Rewrite every one of the lines below as a numbered list, and leave out any blank lines.

Point placement records
--

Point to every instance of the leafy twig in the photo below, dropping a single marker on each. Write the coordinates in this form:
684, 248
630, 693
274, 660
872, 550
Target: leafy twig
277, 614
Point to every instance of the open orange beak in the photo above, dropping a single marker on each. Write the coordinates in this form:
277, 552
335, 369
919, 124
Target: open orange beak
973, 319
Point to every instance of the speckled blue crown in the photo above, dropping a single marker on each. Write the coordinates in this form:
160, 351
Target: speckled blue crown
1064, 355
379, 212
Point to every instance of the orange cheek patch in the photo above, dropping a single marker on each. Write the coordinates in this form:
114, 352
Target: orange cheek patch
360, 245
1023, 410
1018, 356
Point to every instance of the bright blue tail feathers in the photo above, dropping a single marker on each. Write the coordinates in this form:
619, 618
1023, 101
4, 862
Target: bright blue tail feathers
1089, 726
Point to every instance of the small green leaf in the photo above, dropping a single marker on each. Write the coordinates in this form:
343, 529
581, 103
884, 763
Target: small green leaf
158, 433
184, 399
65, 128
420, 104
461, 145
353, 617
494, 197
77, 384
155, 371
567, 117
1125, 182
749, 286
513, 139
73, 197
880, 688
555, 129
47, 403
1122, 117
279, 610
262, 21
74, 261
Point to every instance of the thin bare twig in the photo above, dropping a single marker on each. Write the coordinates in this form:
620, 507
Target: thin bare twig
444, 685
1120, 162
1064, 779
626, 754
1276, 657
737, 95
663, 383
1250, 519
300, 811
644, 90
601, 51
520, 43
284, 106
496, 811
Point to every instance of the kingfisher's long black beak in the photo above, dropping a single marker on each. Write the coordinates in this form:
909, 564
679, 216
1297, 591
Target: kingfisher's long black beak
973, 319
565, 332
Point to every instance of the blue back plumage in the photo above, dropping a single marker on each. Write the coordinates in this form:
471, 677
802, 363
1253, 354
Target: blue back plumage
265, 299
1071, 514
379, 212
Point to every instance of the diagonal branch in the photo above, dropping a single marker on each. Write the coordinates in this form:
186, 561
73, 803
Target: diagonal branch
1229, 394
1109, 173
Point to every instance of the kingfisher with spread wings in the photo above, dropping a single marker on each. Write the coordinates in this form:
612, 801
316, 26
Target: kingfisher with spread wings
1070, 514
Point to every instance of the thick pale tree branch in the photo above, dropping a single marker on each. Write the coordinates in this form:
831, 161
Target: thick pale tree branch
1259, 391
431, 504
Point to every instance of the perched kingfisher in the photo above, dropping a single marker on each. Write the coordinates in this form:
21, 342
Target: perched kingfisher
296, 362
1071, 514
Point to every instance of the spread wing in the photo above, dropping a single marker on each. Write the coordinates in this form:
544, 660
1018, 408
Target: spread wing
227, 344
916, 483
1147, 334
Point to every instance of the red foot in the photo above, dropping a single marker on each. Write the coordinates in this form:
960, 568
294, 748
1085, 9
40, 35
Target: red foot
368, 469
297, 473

--

**Task result:**
1. Point to every instance of the leafy twig in the photo below, dropping a single marker on each. Write the coordinates in this form:
2. 684, 248
3. 630, 693
4. 274, 660
5. 872, 550
6. Target: leafy twig
7. 277, 614
8. Point to every instance of the open orange beak in the photo above, dropping a single marker on each. Write the coordinates in this form:
9. 277, 552
10. 335, 369
11. 919, 124
12. Target: open orange beak
13. 973, 319
14. Point to every instance of the speckled blue crown in the photo above, dropping a single marker on each. Write the coordinates in this form:
15. 160, 351
16. Target: speckled blue crown
17. 1064, 355
18. 379, 212
19. Point to every instance of the orange cheek patch in the photo above, dropping a single marker on each. Write the coordinates in this form:
20. 114, 352
21. Target: orange cheek patch
22. 360, 245
23. 1023, 410
24. 1018, 356
25. Point to every instance of the bright blue tail feathers in the photo above, dropping a single marker on each. Write the coordinates in this form:
26. 619, 618
27. 1023, 101
28. 4, 862
29. Target: bright blue tail feathers
30. 1089, 726
31. Point to every instance of the small green leaf in the photo above, dropping a single marker on each. Write the coordinates in this form:
32. 343, 529
33. 581, 103
34. 884, 763
35. Target: small green leaf
36. 158, 433
37. 184, 399
38. 65, 128
39. 420, 104
40. 461, 145
41. 353, 617
42. 494, 197
43. 77, 384
44. 155, 371
45. 567, 117
46. 1125, 182
47. 749, 286
48. 513, 139
49. 73, 197
50. 880, 688
51. 555, 129
52. 47, 403
53. 1122, 117
54. 279, 610
55. 262, 21
56. 74, 261
57. Point to every instance of the thin bare twig in the photo above, dropping a single marker on each. Write the coordinates in this form:
58. 620, 507
59. Target: thin bare twig
60. 444, 685
61. 1120, 162
62. 1064, 779
63. 626, 754
64. 1276, 657
65. 737, 95
66. 663, 383
67. 1250, 519
68. 300, 811
69. 644, 90
70. 601, 51
71. 520, 43
72. 284, 106
73. 496, 811
74. Point to every instance of the kingfisher's long black beak in the photo above, dropping a single marker on each. Write the coordinates in this form:
75. 909, 564
76. 679, 216
77. 1297, 591
78. Target: kingfisher's long black beak
79. 973, 319
80. 565, 332
81. Point to every instance of the blue back plumage in the photo above, dropping a single marker on each. Write the coordinates in this form:
82. 471, 677
83. 802, 363
84. 1253, 354
85. Target: blue back plumage
86. 265, 299
87. 1071, 514
88. 379, 212
89. Point to every instance of the diagonal branch in the photo above, dropping a single marker on each. Write the coordinates in this form:
90. 186, 561
91. 73, 803
92. Target: diagonal branch
93. 1229, 394
94. 1109, 173
95. Point to every instance of the kingfisher with spread wings in the photo above, dropping a single marker on each. Write the coordinates in this form:
96. 612, 801
97. 316, 26
98. Target: kingfisher with spread wings
99. 1070, 514
100. Point to every instance of the thick pale tree branch in the photo above, dropping a single marker on each. Write the coordinates in this form:
101. 831, 161
102. Target: thick pale tree branch
103. 1259, 391
104. 431, 504
105. Point to every instance of the perched kingfisher in the photo above, dropping a single marker on each. Write the coordinates in this form:
106. 21, 342
107. Target: perched kingfisher
108. 296, 362
109. 1071, 514
110. Point to every instance of the spread wing in the photo above, dropping a single marker on each. Write the coordinates in this form:
111. 544, 660
112. 1018, 408
113. Target: spread wing
114. 227, 344
115. 916, 483
116. 1147, 334
117. Point to every instance of the red foot in the photo above, dropping a single marker on each. Write the coordinates in this form:
118. 960, 568
119. 294, 748
120. 1085, 9
121. 40, 35
122. Target: red foot
123. 368, 469
124. 297, 473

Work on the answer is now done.